DOCUMENT EXTRACT:
○ ○ ○ ○ ○ ○ ○

A Fairfield, Connecticut woman filed a charge of discrimination last month with the Equal Employment Opportunity Commission (“EEOC”) against her former employer under the Genetic Information Nondiscrimination Act (“GINA”). Under that law, which went into effect in November, 2009, employers may not use an individual’s genetic background in hiring, firing or deciding promotions.

Ms. Pamela Fink joined Mxenergy approximately four years ago, and last held the position of Director of Public Relations and Marketing.  In the Spring of 2004, Ms. Fink received a genetic test and tested positive for the BRCA2 gene, which can increase one’s risk for breast cancer.  By 2009, Ms. Fink opted to have a mastectomy, both because of the genetic test results, and because she has two sisters who are breast cancer survivors.

○ ○ ○ ○ ○ ○ ○

EXTRACTED INFORMATION:
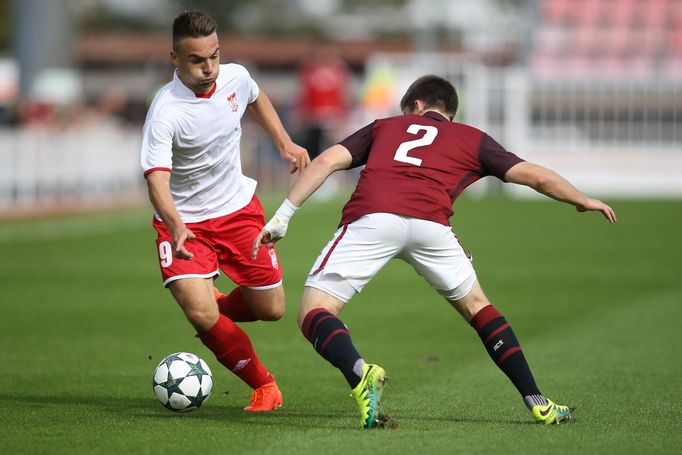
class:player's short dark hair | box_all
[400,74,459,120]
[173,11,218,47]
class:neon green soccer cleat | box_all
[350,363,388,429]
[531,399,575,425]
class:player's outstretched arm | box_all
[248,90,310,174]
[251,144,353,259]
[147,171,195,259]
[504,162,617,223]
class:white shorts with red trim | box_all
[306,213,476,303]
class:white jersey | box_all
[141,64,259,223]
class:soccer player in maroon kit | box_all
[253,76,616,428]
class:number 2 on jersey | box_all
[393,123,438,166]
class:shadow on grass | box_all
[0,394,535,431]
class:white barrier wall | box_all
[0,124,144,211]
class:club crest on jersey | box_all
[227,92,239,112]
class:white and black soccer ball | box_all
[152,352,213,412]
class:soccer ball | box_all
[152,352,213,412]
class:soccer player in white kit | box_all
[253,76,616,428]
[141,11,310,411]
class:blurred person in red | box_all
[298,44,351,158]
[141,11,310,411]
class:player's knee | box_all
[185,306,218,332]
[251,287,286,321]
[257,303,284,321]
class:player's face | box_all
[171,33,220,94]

○ ○ ○ ○ ○ ○ ○

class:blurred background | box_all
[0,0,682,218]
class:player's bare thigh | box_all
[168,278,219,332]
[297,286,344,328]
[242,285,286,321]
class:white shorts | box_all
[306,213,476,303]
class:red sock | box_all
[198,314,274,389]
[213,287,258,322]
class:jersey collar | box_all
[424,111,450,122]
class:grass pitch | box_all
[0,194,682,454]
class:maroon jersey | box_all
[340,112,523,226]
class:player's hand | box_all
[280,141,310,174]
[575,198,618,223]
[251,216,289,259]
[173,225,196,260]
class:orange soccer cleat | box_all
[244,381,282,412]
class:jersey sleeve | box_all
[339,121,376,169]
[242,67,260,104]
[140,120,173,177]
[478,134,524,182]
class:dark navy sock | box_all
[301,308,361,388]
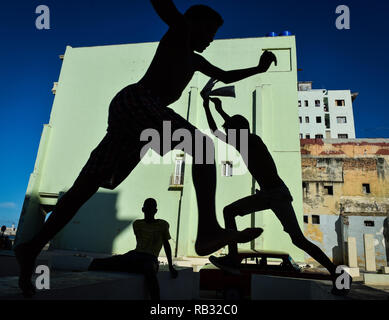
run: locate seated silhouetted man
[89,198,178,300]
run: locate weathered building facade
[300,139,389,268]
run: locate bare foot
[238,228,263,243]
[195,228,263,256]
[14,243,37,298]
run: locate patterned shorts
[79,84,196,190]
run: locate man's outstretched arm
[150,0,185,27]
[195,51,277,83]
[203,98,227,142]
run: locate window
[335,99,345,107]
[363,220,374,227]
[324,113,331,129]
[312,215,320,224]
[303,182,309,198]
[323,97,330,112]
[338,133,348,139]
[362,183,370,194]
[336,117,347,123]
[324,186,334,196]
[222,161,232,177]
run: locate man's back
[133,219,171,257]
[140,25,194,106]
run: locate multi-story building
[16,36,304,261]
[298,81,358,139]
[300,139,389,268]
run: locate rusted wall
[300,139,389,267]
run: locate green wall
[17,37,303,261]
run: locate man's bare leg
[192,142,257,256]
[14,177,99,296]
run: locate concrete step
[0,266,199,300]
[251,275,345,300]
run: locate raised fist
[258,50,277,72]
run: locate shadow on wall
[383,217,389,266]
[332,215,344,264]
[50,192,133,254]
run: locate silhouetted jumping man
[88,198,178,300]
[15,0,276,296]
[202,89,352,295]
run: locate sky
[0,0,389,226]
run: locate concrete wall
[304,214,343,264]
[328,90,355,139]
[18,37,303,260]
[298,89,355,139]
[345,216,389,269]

○ ○ ○ ○ ○ ○ ○

REQUIREMENT A:
According to the article on the GINA discrimination charge, which employment decisions may employers not base on an individual's genetic background? List all of them.
REQUIREMENT B:
Translate this sentence from the GINA discrimination charge article into Spanish: "In the Spring of 2004, Ms. Fink received a genetic test and tested positive for the BRCA2 gene, which can increase one's risk for breast cancer."
REQUIREMENT C:
Resume the article about Pamela Fink's genetic discrimination charge, starting right after its last sentence.

ANSWER BOX A:
- Hiring
- Firing
- Deciding promotions

ANSWER BOX B:
En la primavera de 2004, la Sra. Fink se sometió a una prueba genética y dio positivo para el gen BRCA2, que puede aumentar el riesgo de padecer cáncer de mama.

ANSWER BOX C:
Ms. Fink informed her employer about her positive genetic test and her need for surgery in August, 2009, and took medical leave approximately two months earlier. In her complaint she asserts that upon her return, a number of her duties were gradually taken away from her, the consultant who had performed some of her duties while she was on leave was named Senior Director of Marketing Communications (and Ms. Fink’s supervisor), Ms. Fink’s bonus potential was reconsidered, she was told to vacate her office, her work began to be criticized, and she received a scathing performance review.  Finally, in March, 2010, she was informed that her position had been eliminated, and her employment was terminated.

Since November, 2009, approximately eighty (80) complaints alleging violations of GINA have been filed with the EEOC nationwide, with thirteen (13) of them in the EEOC’s New York District (which covers Main, Massachusetts, New Hampshire and Vermont).